** Opening GIVEN DATA block **

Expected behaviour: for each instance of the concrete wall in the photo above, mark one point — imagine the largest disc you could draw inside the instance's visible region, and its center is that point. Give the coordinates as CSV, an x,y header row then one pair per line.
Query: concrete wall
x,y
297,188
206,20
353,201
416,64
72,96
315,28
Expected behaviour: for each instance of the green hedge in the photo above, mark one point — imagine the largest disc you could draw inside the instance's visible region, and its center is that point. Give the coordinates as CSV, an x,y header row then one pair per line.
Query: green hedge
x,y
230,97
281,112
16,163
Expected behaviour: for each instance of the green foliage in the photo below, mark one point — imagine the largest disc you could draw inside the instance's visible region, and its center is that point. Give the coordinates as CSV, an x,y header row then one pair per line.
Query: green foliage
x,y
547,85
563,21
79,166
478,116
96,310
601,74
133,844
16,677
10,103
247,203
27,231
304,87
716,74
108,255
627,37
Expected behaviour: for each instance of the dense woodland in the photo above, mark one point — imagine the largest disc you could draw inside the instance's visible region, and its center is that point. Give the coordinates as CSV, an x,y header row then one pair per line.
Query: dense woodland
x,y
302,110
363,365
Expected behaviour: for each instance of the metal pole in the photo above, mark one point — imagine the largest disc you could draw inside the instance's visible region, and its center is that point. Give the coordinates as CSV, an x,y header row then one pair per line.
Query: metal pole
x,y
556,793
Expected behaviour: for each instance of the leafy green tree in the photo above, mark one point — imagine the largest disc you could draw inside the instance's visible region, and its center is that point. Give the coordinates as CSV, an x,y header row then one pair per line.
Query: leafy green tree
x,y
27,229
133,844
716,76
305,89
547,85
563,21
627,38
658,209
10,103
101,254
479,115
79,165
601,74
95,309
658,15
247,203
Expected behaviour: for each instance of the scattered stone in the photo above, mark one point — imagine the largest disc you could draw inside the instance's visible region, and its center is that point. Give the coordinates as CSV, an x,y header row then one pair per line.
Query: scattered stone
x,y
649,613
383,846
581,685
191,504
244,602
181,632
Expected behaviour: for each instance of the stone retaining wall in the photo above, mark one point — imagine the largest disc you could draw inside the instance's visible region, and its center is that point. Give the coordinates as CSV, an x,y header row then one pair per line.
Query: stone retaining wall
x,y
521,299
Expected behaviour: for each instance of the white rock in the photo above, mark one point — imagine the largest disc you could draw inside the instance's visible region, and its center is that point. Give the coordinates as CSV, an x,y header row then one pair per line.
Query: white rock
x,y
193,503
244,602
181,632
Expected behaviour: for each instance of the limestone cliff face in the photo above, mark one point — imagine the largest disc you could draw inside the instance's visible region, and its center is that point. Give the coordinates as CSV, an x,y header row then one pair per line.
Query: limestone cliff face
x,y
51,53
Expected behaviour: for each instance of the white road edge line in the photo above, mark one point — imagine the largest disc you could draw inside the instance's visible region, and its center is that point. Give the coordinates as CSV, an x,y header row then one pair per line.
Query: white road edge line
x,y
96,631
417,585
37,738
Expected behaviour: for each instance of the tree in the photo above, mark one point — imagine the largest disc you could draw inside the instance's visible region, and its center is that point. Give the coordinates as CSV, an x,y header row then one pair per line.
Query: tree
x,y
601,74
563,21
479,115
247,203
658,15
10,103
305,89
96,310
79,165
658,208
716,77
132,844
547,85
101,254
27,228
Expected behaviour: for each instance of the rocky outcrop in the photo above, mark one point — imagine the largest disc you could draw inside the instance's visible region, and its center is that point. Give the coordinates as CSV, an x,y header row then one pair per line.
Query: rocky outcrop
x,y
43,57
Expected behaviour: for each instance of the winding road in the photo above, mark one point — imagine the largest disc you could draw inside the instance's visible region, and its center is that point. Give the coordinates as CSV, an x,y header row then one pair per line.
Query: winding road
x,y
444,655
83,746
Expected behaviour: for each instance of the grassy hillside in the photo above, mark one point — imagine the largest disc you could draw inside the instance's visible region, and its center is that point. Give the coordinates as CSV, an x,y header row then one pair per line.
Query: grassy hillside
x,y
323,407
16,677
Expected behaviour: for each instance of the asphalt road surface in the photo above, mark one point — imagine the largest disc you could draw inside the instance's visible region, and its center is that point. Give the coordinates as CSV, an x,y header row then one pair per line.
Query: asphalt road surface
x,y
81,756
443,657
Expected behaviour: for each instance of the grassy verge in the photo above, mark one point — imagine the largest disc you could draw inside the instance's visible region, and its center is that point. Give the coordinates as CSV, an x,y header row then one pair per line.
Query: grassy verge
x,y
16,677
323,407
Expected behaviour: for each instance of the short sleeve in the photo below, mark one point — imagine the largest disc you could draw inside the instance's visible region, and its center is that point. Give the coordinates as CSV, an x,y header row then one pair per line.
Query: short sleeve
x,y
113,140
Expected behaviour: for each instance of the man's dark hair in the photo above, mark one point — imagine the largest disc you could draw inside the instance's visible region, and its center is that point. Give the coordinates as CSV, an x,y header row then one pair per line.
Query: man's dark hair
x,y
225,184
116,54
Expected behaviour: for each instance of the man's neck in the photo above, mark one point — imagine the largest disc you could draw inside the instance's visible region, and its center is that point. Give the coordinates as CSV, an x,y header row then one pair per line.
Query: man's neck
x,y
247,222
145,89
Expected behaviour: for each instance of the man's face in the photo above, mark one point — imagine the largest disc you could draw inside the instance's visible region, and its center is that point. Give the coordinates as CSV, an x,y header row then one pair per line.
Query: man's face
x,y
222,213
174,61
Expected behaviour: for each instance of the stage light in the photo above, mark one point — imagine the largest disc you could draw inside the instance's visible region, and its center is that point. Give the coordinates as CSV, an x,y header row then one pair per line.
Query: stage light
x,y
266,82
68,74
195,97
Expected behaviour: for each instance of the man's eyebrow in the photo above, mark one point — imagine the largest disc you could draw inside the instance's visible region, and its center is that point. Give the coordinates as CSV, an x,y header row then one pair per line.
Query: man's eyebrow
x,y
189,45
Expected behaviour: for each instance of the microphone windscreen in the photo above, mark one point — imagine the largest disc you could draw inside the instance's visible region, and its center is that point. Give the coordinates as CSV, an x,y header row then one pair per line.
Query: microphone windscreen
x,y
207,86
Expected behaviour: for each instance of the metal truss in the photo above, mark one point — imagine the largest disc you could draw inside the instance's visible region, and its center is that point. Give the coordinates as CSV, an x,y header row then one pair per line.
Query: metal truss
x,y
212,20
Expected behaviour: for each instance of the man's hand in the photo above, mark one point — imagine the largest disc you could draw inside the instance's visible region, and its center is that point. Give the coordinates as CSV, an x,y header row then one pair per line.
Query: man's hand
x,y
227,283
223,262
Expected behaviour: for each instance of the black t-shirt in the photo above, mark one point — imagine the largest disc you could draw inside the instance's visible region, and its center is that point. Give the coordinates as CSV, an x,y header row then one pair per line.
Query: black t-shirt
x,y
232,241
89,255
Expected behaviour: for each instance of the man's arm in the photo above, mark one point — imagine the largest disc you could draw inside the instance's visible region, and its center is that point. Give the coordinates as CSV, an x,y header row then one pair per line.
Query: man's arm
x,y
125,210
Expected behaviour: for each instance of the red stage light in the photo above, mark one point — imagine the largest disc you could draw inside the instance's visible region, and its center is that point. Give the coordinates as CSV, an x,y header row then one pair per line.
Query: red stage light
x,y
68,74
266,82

** Closing GIVEN DATA block **

## [ASSIGNMENT]
Word for word, restate every record in the listing.

## [ANSWER BELOW]
Expected behaviour: for each instance of the concrete wall in the photo above, mark one point — imagine the largest disc you could draw inside the instance's visible region, and its center is that point. Give the coordinates as CSV, an x,y header row then one pair per line.
Query: concrete wall
x,y
297,188
206,20
353,201
416,64
72,96
315,28
Expected behaviour: for each instance of the green hedge in the photo above, mark one point — imagine the largest disc you could draw inside the instance's visible region, and its center is that point. Give the coordinates as CSV, an x,y header row then one pair per line.
Query: green hedge
x,y
230,97
281,112
16,163
Expected behaviour: for each instance of the green foliage in the photo below, mark one point — imagine the largest disc you could draw inside the instance's visible region, and its center is that point. Give the coordinates as CSV, an x,y header row then one pair per line.
Query: green foliage
x,y
547,85
563,21
79,166
478,116
96,310
601,74
133,844
16,677
10,103
247,203
27,231
304,87
716,74
108,255
627,37
Expected behaviour: for each instance of the dense woodland in the photo above, mark one point — imagine the largest disc you could draw inside the instance's visible region, and its center is that point. Give the coordinates as CSV, an x,y header row then one pair per line.
Query: dense woodland
x,y
302,110
363,365
Expected behaviour: for each instance of the metal pole in the photo above, mark one point — imagine the largest disc you could draw inside the instance's visible region, and its center is that point. Give the coordinates as CSV, an x,y header row then one pair per line.
Query: metal pole
x,y
556,793
Expected behaviour: for each instance of the leafy green tree in the photo above, mark one point — imagine the largest disc you could draw inside the instance's visible region, and its center is that point. Give the coordinates as CSV, an x,y header row then one pair per line.
Query: leafy green tree
x,y
27,229
133,844
716,76
305,89
547,85
563,21
627,38
658,209
10,103
101,254
479,115
79,165
601,74
95,309
658,15
247,203
Expected behaviour: for each instance of the scattered stone in the photo above, mark one point — imagine the largest disc you could draw inside the instance's visible region, and its center is that point. Give the coordinates as CSV, an x,y header row then one pair per line.
Query: scattered stone
x,y
649,613
383,846
581,685
191,504
244,602
181,632
Expected behaviour: for each instance of the stone retaining wall in the photo above, mark one point — imagine the largest disc you could draw inside the instance's visible region, and its center is that point. Give the coordinates as CSV, an x,y header row then one pair per line.
Query: stone retaining wall
x,y
521,299
Expected behaviour: for each instance of the white rock in the photo above, mark one point — imagine the largest disc you could draw inside the instance's visible region, and its center is that point. Give the coordinates as CSV, an x,y header row then one pair per line.
Query: white rock
x,y
193,503
244,602
181,632
Expected behaviour: for each instance of the limestone cliff face in the photo above, mark one point — imagine the largest disc you could draw inside the instance's visible region, and its center is that point. Give the coordinates as CSV, an x,y header row then one pair per line.
Query: limestone cliff face
x,y
51,53
Expected behaviour: for each instance of the white road edge line in the photo above, mark one point — imagine the largest disc you could draw inside the instance's visible region, and its center is that point. Give the coordinates as CSV, an x,y header row then one pair per line.
Query: white road edge line
x,y
96,631
417,585
37,738
Expected behaviour: for each instance of the tree in the photo above, mark one point — imagine the largest disc you could draw inside the instance's visible region, and its center is that point. Give the coordinates as CSV, an x,y header row then one pair per line.
Query: tree
x,y
601,74
563,21
479,115
247,203
658,15
10,103
305,89
96,310
79,165
658,208
716,77
132,844
547,85
101,254
27,228
Expected behaviour: for each instance of the rocky outcrop in the photo above, mark one point — imagine the largest disc you could draw inside the instance's visible region, and its center is that point. Give the coordinates as CSV, an x,y header row then one pair per line.
Query: rocky outcrop
x,y
43,57
Expected behaviour: for each instance of the winding road in the photo above, mark one point — imagine the largest disc you could draw inside the instance's visible region, and its center is that point. Give the coordinates as CSV, an x,y header row then one pair per line.
Query: winding road
x,y
444,655
83,746
Expected behaviour: for each instance of the grassy hillside in the photo above, mark one point — imagine the largest disc you could draw inside the instance's visible region, and its center is that point. Give the coordinates as CSV, an x,y header row then one pair per line.
Query: grassy hillside
x,y
323,407
16,677
Expected behaviour: for each instance of the asphalt road surface in the photo above, mark one point — imagine the largest disc you could draw inside the instance's visible region, and its center is that point. Give the coordinates as CSV, an x,y header row then one pair per line.
Query: asphalt road surface
x,y
81,756
443,657
Expected behaviour: for each instance of the grassy verge in the photo above, mark one point — imagine the largest disc you could draw inside the instance's visible region, and its center is that point. Give the coordinates as CSV, an x,y header row then one pair per line.
Query: grassy verge
x,y
16,677
323,407
Expected behaviour: for each instance of the short sleeve in the photo below, mark one point — imagine the largest disc you could draw inside the instance's visible region, and its center is that point. Give the coordinates as CSV, an x,y header row then one pair per line.
Query: short sleeve
x,y
113,140
Expected behaviour: for each instance of the man's dark hair in the photo above, mark one point — imagine the largest disc you could draw inside the instance's visible region, and its center is that point. Give the coordinates as CSV, an x,y header row then one pair per line.
Query: man's dark hair
x,y
225,184
116,54
Expected behaviour: for each instance of the man's neck in the photo above, mark one point — imagine the largest disc you could draw inside the instance's visible region, and its center is that point. Give the coordinates as CSV, an x,y header row then one pair per line.
Query: man's neck
x,y
247,222
145,89
Expected behaviour: for each instance of the man's face in the photo above, mark one point — imagine the largest disc you could draw inside the instance's visible region, and its center is that point. Give the coordinates as CSV, an x,y header row then one pair per line.
Query: man's face
x,y
222,213
174,61
Expected behaviour: for each instance of the stage light in the photo above, mark one point — imagine the largest disc you could draw inside the instance's visible region, and its center is that point. Give the coordinates as CSV, an x,y header row then one pair per line.
Query: stage light
x,y
266,82
68,74
195,97
Expected behaviour: for each instance of the man's eyebrow in the photo above, mark one point — imagine the largest disc you could draw inside the instance's visible region, and its center is that point. Give the coordinates as CSV, an x,y header row then one pair per line.
Query: man's eyebrow
x,y
189,45
Expected behaviour: for each instance of the microphone windscreen in the photo above, mark one point — imagine the largest disc you could draw inside the instance's visible region, and its center is that point. Give the coordinates as CSV, an x,y header row then one pair per line.
Query: microphone windscreen
x,y
207,86
Expected behaviour: for each instance of the metal truss in the photo above, mark one point — imagine the largest disc you could draw inside the instance's visible region, and its center is that point. Give the coordinates as CSV, an x,y header row then one pair per line.
Query: metal truss
x,y
212,20
Expected behaviour: for each instance of the man's hand in the photo above, mark one point — imagine the largest disc you could draw inside the instance's visible region, and its center is that point. Give the coordinates as CSV, an x,y header row then one pair per line.
Query: man's hand
x,y
227,283
223,262
Expected behaviour: for each instance of the black t-shirt in the photo above, mark one point — imagine the largest disc you could draw inside the instance's visible region, and its center is that point. Give the coordinates as CSV, an x,y header row then one pair per line.
Query: black t-shirt
x,y
232,241
89,255
Expected behaviour: for each instance of the man's arm in the photo above, mark one point — imagine the largest disc you could draw inside the instance's visible region, and its center is that point. Give the coordinates as CSV, an x,y header row then one pair per line.
Query: man's arm
x,y
125,210
Expected behaviour: for each instance of the red stage light in the photo above, mark one point — imagine the largest disc you could draw inside the instance's visible region, and its center is that point. Give the coordinates as CSV, an x,y header row then one pair per line.
Query: red stage light
x,y
68,74
266,82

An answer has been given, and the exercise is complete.